(Prompt):
Rewrite in full every line from the one containing "the stone wall?" down to the end, scaling each outline coordinate by 0.6 and rounding to whole numbers with halves rounded up. Leave the pictures out.

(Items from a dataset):
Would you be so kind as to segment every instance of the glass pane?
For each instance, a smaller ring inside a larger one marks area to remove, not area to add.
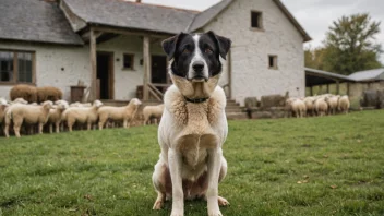
[[[13,81],[13,52],[0,51],[0,82]]]
[[[32,82],[32,53],[19,52],[19,82]]]

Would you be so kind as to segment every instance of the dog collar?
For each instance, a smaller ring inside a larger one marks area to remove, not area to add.
[[[192,103],[192,104],[202,104],[202,103],[205,103],[207,99],[209,99],[209,97],[191,99],[191,98],[188,98],[185,96],[184,96],[184,98],[185,98],[187,101]]]

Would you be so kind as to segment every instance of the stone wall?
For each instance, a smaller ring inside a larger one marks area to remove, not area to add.
[[[251,28],[251,10],[263,13],[263,31]],[[204,31],[232,39],[232,99],[263,95],[304,96],[303,38],[271,0],[238,0],[214,19]],[[268,68],[268,55],[278,56],[278,69]]]

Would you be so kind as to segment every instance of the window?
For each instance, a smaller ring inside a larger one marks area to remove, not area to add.
[[[263,29],[262,12],[251,11],[251,27],[256,29]]]
[[[268,56],[269,69],[277,69],[277,56]]]
[[[34,52],[0,50],[0,83],[33,83]]]
[[[129,70],[133,70],[134,69],[134,55],[131,53],[124,53],[123,55],[123,69],[129,69]]]

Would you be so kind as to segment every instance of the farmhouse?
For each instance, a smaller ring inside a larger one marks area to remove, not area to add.
[[[311,38],[279,0],[223,0],[203,11],[121,0],[2,0],[0,97],[20,83],[52,85],[70,99],[161,99],[170,85],[163,39],[214,31],[232,39],[220,86],[245,97],[304,96],[303,43]]]

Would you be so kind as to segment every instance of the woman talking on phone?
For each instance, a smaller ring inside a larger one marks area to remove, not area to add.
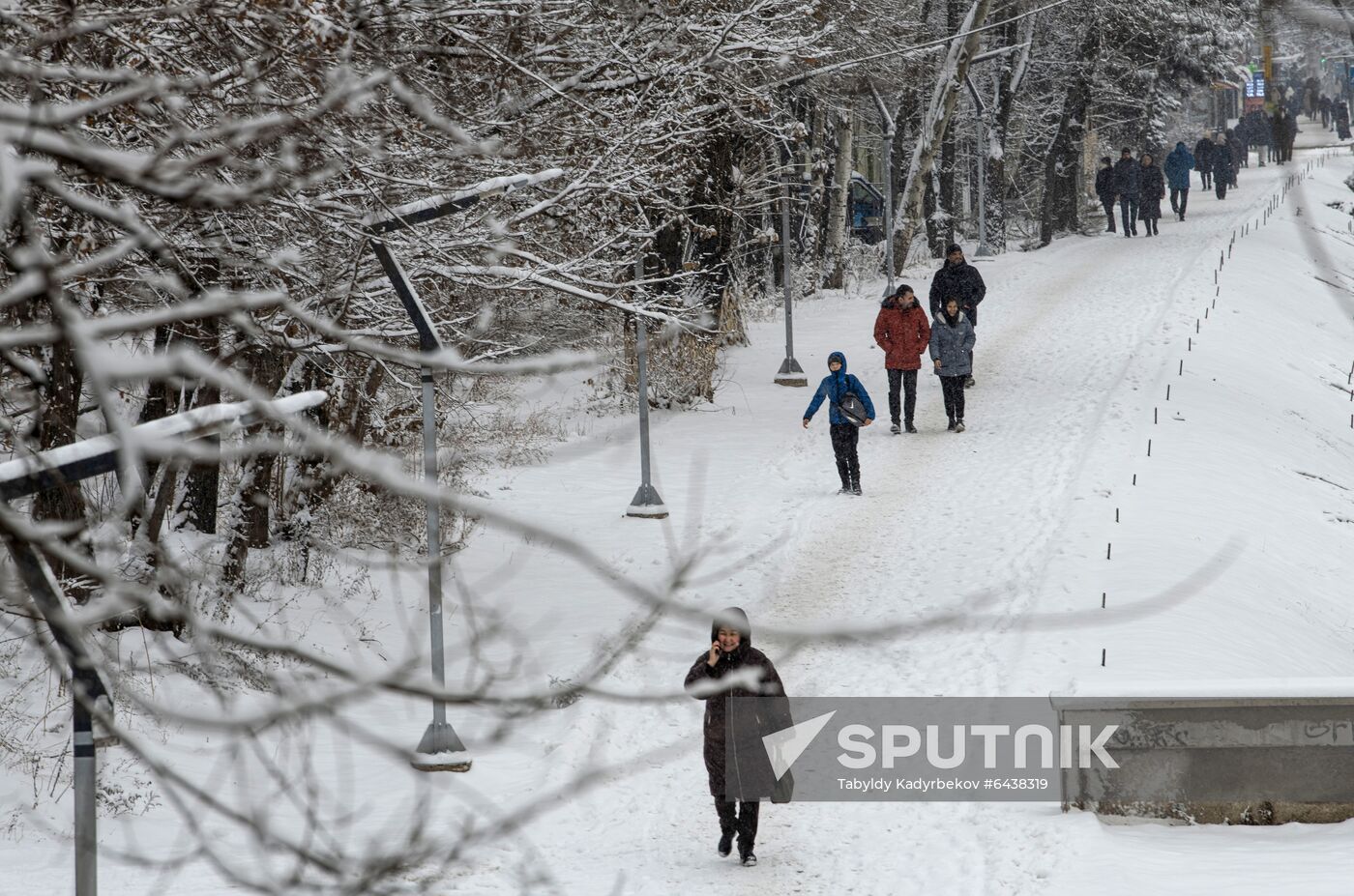
[[[720,610],[709,639],[709,650],[686,673],[686,690],[705,701],[705,770],[719,815],[718,850],[728,855],[737,834],[738,858],[743,865],[756,865],[760,800],[788,801],[791,784],[788,771],[776,778],[762,736],[788,728],[793,720],[776,667],[753,647],[753,629],[743,610]],[[746,671],[737,684],[720,686],[719,679],[735,670]],[[728,757],[735,762],[730,763]]]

(Final result):
Would you be so kind as to segment every instance of the stone wall?
For each instance, a smaller ring inside a larger one marks area to remove, not area to add.
[[[151,17],[151,6],[158,8],[158,19]],[[122,19],[139,23],[139,59],[158,57],[182,58],[182,23],[163,0],[143,0],[128,11]],[[161,41],[161,33],[167,34],[167,41]]]

Would you be so kind as to segment every instance of the window?
For each instance, a smaller ring inside a larger one marks area to remove, not area to add.
[[[158,17],[157,7],[151,7],[151,16],[154,17]]]
[[[161,34],[161,41],[166,41],[166,34]]]
[[[20,31],[0,30],[0,50],[20,50]]]
[[[77,42],[80,42],[80,41],[80,33],[79,32],[74,32],[74,33],[74,41],[77,41]]]

Would you be so kind as to segment every instance of the farmhouse?
For each instance, a smaller ring inside a larger one marks area to remove, not area to add.
[[[187,23],[167,0],[134,0],[122,7],[73,0],[1,0],[0,58],[12,50],[31,51],[42,59],[97,59],[102,51],[98,23],[128,19],[139,23],[132,52],[147,58],[182,58],[182,26]]]

Would you be so kind as to segment every instance of the woman talking on phone?
For each instance, a smaller ring inside a larger one marks area to remove, not area to add.
[[[432,366],[425,383],[425,390],[412,404],[412,414],[423,421],[423,462],[431,489],[431,510],[437,513],[442,500],[443,515],[446,519],[454,519],[456,480],[473,481],[475,470],[473,463],[466,467],[457,442],[473,437],[476,432],[466,400],[452,388],[452,377],[446,366]],[[448,403],[442,410],[432,412],[431,407],[441,402]],[[437,454],[441,457],[438,458]]]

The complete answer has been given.